## start Excerpt

We are absolutely powerful creatures and we have the ability to shape our lives.  The more we appreciate those abilities and recognize them for what they are, the more we are able to appreciate ourselves.  The day to day world has gotten more and more chaotic over the last few years.  That isn’t to say chaos never existed, but we are a culture in hyper drive, always connected and always on.  The beauty of being connected to each other is that we can share in ways we never have before.  But that connection does have a cost.  We feel the pressure to always be on top of things and to constantly consume.  We aren’t designed to bring in and fill our minds with extraneous details day after day, stressors of the world, or compete and compare 24/7.  We are designed to co-create and build.  There has to be a balance between input and output and we take in far more than we produce.  Marie Forleo has an entire philosophy about producing before consuming and it is true.  We have to discharge the uncomfortable feelings inside of us and deflect those around us in order to connect with the energy of creation inside.  We are meant to bring ideas to life and to share them.

## end Excerpt

**Directions**
Decide whether each statement below agrees with the excerpt on connection and creation, answering yes or no and quoting the deciding words: (a) The excerpt holds that chaos did not exist before the last few years. (b) The excerpt credits Marie Forleo with a philosophy about producing before consuming. (c) The excerpt claims that we produce more than we take in.

## start Data section

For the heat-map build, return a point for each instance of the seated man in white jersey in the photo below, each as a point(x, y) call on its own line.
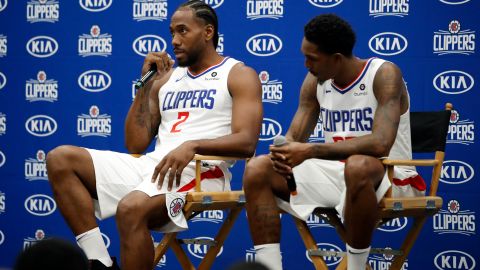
point(208, 105)
point(363, 105)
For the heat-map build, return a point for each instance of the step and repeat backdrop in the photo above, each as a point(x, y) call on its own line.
point(67, 70)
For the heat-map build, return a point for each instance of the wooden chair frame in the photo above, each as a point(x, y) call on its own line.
point(418, 208)
point(195, 202)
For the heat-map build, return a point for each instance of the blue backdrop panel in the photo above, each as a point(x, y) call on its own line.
point(66, 73)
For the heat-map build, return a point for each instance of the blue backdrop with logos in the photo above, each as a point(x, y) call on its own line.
point(66, 77)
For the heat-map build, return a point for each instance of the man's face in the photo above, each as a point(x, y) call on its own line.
point(321, 65)
point(188, 39)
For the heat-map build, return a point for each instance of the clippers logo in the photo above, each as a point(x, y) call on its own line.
point(394, 225)
point(377, 262)
point(95, 5)
point(41, 125)
point(2, 202)
point(36, 168)
point(3, 4)
point(460, 132)
point(2, 159)
point(30, 241)
point(315, 221)
point(325, 3)
point(41, 89)
point(264, 44)
point(43, 11)
point(454, 41)
point(220, 47)
point(317, 134)
point(272, 90)
point(379, 8)
point(454, 220)
point(3, 45)
point(94, 123)
point(329, 260)
point(453, 82)
point(148, 43)
point(3, 80)
point(456, 172)
point(388, 43)
point(454, 259)
point(214, 3)
point(42, 46)
point(264, 9)
point(454, 2)
point(155, 10)
point(3, 123)
point(213, 216)
point(199, 250)
point(40, 205)
point(270, 129)
point(94, 80)
point(95, 44)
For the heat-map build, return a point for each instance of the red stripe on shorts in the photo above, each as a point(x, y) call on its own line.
point(415, 181)
point(210, 174)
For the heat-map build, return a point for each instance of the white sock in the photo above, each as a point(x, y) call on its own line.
point(357, 258)
point(269, 255)
point(91, 242)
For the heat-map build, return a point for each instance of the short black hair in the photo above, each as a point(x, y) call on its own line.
point(331, 34)
point(206, 13)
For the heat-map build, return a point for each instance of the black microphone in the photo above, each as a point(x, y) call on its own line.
point(141, 83)
point(292, 186)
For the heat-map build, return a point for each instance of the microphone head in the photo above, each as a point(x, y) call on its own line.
point(279, 140)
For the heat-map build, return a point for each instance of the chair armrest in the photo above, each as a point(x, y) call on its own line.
point(409, 162)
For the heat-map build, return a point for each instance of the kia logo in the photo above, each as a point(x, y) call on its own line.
point(454, 259)
point(270, 129)
point(40, 205)
point(41, 125)
point(3, 80)
point(325, 4)
point(148, 43)
point(456, 172)
point(453, 82)
point(264, 44)
point(388, 43)
point(95, 5)
point(94, 80)
point(42, 46)
point(199, 250)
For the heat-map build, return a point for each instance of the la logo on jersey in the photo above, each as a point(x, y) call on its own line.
point(454, 221)
point(272, 90)
point(380, 8)
point(156, 10)
point(43, 11)
point(94, 123)
point(3, 124)
point(460, 131)
point(3, 45)
point(95, 43)
point(41, 89)
point(30, 241)
point(454, 41)
point(264, 9)
point(36, 168)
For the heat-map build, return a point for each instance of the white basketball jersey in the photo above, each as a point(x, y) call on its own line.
point(348, 112)
point(194, 107)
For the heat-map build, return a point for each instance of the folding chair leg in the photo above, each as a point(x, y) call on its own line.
point(309, 243)
point(407, 245)
point(212, 252)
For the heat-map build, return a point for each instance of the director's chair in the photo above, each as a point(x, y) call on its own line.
point(428, 133)
point(195, 202)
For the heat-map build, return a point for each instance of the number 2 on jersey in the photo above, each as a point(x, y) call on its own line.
point(182, 116)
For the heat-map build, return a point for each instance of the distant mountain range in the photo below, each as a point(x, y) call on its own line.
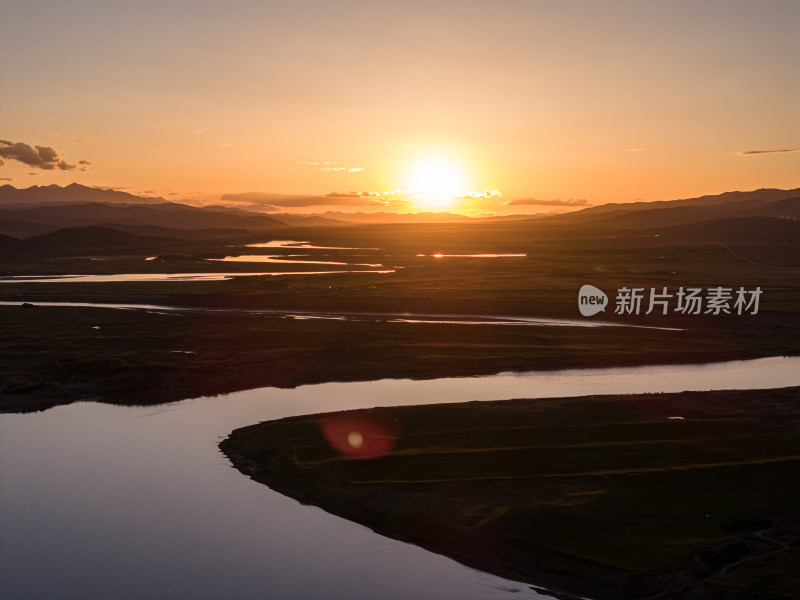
point(39, 210)
point(51, 220)
point(758, 203)
point(73, 193)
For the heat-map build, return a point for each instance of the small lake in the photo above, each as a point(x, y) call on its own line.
point(101, 501)
point(409, 318)
point(127, 277)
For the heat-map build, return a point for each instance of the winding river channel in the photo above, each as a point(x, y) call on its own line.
point(101, 501)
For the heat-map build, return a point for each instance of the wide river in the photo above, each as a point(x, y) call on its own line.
point(100, 501)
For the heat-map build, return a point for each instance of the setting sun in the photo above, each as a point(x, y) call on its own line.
point(436, 182)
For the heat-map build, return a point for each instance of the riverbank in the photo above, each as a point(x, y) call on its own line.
point(51, 355)
point(689, 495)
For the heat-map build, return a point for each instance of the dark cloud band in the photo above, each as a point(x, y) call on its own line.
point(39, 157)
point(554, 202)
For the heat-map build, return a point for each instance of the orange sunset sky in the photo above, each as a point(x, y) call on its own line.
point(479, 107)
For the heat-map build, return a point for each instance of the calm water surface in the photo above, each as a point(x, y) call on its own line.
point(100, 501)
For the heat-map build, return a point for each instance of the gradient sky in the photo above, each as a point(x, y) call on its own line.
point(593, 101)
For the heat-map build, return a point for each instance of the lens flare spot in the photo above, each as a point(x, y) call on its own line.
point(355, 439)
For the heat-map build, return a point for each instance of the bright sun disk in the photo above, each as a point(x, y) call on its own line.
point(436, 182)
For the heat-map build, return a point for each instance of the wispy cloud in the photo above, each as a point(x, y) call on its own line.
point(39, 157)
point(473, 195)
point(353, 194)
point(553, 202)
point(270, 200)
point(329, 166)
point(751, 152)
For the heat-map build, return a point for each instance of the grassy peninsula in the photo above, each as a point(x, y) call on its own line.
point(690, 495)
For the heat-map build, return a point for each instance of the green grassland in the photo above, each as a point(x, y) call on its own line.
point(52, 355)
point(606, 496)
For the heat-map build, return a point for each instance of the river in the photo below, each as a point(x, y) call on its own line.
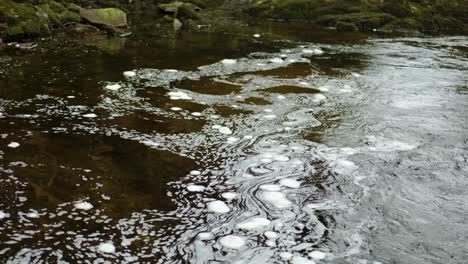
point(292, 146)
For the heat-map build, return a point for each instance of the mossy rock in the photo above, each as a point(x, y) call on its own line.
point(364, 21)
point(108, 17)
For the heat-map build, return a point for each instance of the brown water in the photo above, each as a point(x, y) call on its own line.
point(319, 148)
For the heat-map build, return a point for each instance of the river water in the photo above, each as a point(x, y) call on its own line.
point(297, 146)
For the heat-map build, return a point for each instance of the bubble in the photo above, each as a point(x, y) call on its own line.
point(232, 242)
point(218, 207)
point(13, 145)
point(129, 74)
point(195, 188)
point(83, 206)
point(107, 248)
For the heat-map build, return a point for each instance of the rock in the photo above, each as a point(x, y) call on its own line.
point(346, 27)
point(177, 24)
point(106, 17)
point(181, 10)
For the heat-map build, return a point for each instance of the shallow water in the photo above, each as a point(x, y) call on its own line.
point(276, 155)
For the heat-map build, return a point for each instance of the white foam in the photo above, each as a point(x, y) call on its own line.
point(219, 207)
point(113, 87)
point(232, 140)
point(319, 97)
point(179, 96)
point(150, 143)
point(276, 60)
point(129, 74)
point(229, 195)
point(254, 223)
point(301, 260)
point(290, 183)
point(281, 158)
point(13, 144)
point(195, 188)
point(232, 242)
point(270, 234)
point(228, 61)
point(269, 116)
point(205, 236)
point(286, 255)
point(108, 248)
point(195, 172)
point(225, 130)
point(270, 187)
point(32, 215)
point(317, 255)
point(277, 199)
point(3, 215)
point(83, 206)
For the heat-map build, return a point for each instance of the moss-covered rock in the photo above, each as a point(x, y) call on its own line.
point(109, 17)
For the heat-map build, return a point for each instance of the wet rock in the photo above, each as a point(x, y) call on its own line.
point(346, 27)
point(177, 24)
point(105, 17)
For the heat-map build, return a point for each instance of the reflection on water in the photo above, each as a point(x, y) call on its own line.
point(296, 147)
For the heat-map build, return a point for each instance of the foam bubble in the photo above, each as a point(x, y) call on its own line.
point(179, 96)
point(129, 74)
point(232, 140)
point(3, 215)
point(219, 207)
point(228, 61)
point(108, 248)
point(319, 97)
point(232, 242)
point(276, 60)
point(277, 199)
point(286, 255)
point(254, 223)
point(13, 144)
point(270, 187)
point(32, 215)
point(269, 116)
point(113, 87)
point(83, 206)
point(270, 234)
point(229, 195)
point(290, 183)
point(195, 188)
point(301, 260)
point(205, 236)
point(225, 130)
point(317, 255)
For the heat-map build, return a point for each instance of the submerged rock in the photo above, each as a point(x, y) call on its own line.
point(108, 17)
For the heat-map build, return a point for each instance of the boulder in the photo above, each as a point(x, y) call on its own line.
point(106, 17)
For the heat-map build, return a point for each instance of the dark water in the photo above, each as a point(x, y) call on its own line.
point(310, 147)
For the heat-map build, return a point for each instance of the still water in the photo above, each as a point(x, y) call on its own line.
point(299, 146)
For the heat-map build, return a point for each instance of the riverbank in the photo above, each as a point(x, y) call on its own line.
point(26, 20)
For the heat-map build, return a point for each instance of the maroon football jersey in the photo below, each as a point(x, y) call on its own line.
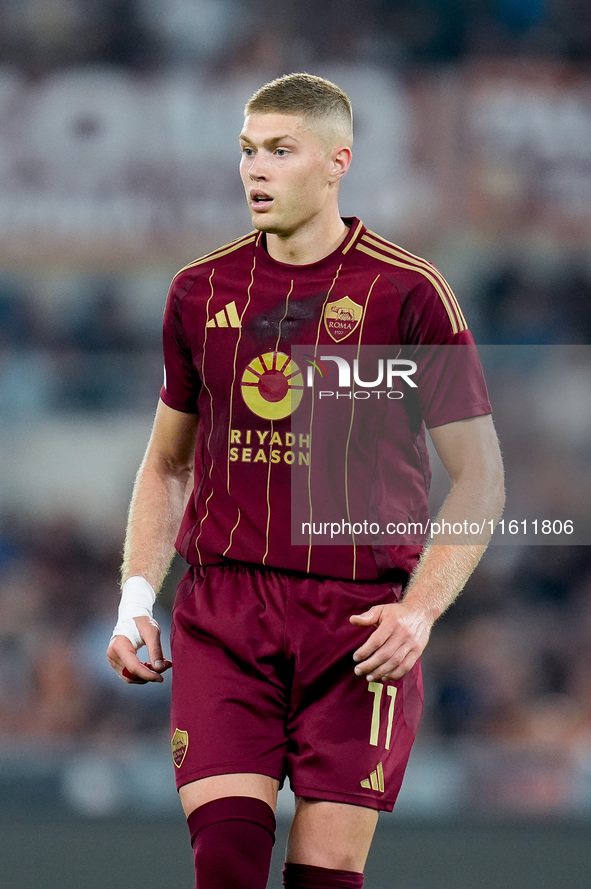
point(244, 338)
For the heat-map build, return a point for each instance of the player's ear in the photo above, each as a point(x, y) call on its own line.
point(341, 160)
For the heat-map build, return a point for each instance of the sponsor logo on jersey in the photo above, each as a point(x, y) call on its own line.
point(226, 317)
point(342, 317)
point(272, 386)
point(375, 780)
point(179, 746)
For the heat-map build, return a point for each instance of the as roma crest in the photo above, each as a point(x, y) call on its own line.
point(179, 746)
point(342, 317)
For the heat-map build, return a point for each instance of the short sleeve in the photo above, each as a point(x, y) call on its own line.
point(450, 380)
point(182, 384)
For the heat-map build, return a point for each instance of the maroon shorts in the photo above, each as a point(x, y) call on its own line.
point(264, 682)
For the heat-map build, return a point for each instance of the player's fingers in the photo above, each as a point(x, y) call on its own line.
point(367, 618)
point(384, 660)
point(150, 632)
point(124, 660)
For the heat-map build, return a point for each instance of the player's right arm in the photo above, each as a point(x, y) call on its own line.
point(162, 487)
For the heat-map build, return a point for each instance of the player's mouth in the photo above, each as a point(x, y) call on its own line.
point(260, 200)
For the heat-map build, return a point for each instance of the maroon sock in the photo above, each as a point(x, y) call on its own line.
point(232, 841)
point(307, 876)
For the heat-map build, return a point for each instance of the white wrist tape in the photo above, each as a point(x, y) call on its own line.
point(137, 600)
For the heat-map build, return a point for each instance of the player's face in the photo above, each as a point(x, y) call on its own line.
point(287, 172)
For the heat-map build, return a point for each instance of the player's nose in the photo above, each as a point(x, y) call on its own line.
point(257, 169)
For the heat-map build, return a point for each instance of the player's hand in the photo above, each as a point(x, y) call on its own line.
point(396, 644)
point(124, 660)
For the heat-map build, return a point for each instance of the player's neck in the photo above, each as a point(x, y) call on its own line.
point(307, 246)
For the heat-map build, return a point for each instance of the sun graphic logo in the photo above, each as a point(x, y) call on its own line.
point(272, 386)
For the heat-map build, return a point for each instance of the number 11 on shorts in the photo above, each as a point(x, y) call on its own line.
point(377, 688)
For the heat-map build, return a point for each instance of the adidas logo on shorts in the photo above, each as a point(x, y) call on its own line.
point(375, 780)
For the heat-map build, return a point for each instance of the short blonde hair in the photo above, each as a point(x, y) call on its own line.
point(310, 96)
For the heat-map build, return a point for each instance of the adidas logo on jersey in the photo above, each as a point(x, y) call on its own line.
point(226, 317)
point(375, 780)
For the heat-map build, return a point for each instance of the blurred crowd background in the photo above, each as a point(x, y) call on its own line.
point(118, 165)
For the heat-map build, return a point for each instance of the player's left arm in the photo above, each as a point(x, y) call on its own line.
point(469, 450)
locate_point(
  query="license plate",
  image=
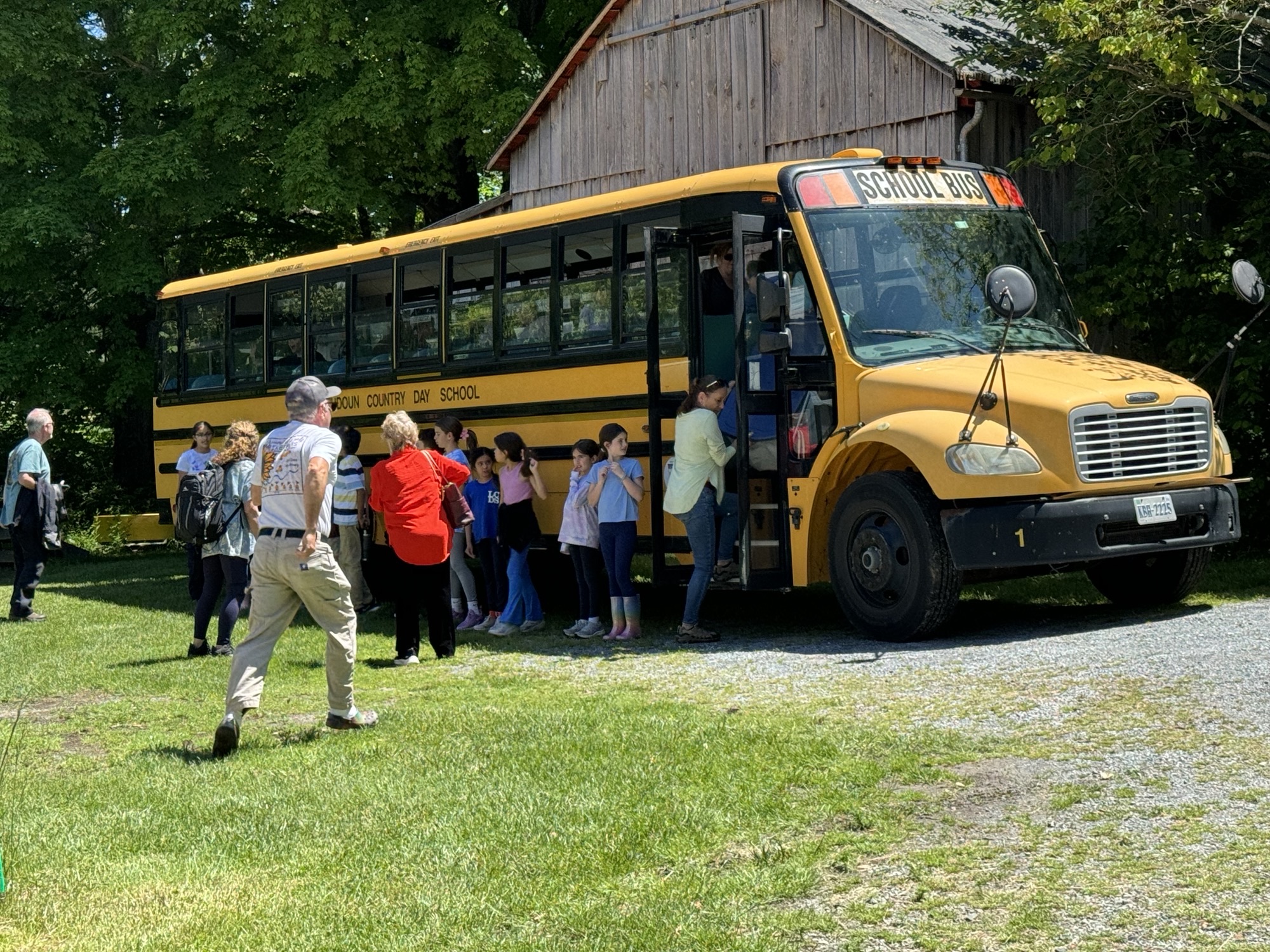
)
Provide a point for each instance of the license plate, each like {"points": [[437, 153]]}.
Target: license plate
{"points": [[1153, 510]]}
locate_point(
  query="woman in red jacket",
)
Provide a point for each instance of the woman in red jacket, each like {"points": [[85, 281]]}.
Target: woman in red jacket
{"points": [[407, 489]]}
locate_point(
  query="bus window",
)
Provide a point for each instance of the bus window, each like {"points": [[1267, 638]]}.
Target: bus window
{"points": [[205, 345], [286, 334], [170, 348], [587, 289], [373, 321], [247, 338], [672, 282], [328, 304], [471, 313], [528, 296], [807, 332], [420, 319]]}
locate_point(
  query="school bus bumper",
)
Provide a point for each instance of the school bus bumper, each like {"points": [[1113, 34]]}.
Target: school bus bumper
{"points": [[1055, 532]]}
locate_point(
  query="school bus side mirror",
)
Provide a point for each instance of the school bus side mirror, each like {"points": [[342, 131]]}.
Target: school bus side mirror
{"points": [[1248, 282], [773, 290]]}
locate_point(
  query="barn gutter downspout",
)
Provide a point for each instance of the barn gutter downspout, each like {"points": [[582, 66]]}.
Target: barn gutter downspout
{"points": [[965, 136]]}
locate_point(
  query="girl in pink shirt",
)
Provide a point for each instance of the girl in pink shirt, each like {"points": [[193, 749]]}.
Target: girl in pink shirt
{"points": [[518, 529]]}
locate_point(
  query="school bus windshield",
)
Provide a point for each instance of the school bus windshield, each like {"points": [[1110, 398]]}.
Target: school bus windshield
{"points": [[909, 282]]}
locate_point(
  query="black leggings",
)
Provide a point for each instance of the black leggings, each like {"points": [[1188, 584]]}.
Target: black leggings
{"points": [[217, 571], [427, 586], [589, 568], [618, 544], [493, 565], [195, 572]]}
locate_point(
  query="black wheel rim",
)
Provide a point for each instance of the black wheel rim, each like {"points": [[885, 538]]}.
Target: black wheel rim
{"points": [[879, 560]]}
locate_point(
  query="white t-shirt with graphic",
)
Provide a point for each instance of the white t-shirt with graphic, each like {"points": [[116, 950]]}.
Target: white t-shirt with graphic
{"points": [[192, 461], [281, 468]]}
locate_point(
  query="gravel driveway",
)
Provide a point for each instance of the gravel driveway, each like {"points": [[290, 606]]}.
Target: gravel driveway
{"points": [[1121, 800]]}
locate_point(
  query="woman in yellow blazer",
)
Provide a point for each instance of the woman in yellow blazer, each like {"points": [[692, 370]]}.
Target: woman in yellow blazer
{"points": [[695, 496]]}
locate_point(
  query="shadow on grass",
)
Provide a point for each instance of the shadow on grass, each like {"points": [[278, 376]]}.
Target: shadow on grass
{"points": [[150, 662], [806, 621], [190, 753], [187, 753], [822, 634]]}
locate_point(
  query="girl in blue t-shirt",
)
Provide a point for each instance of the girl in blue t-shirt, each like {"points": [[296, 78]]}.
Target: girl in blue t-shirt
{"points": [[482, 535], [615, 487]]}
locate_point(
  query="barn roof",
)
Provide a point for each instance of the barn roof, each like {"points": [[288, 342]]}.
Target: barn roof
{"points": [[929, 27]]}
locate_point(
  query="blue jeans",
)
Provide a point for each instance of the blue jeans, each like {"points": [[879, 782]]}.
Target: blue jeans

## end Data section

**Answer to this exercise**
(a) No: "That isn’t to say chaos never existed"
(b) Yes: "Marie Forleo has an entire philosophy about producing before consuming"
(c) No: "we take in far more than we produce"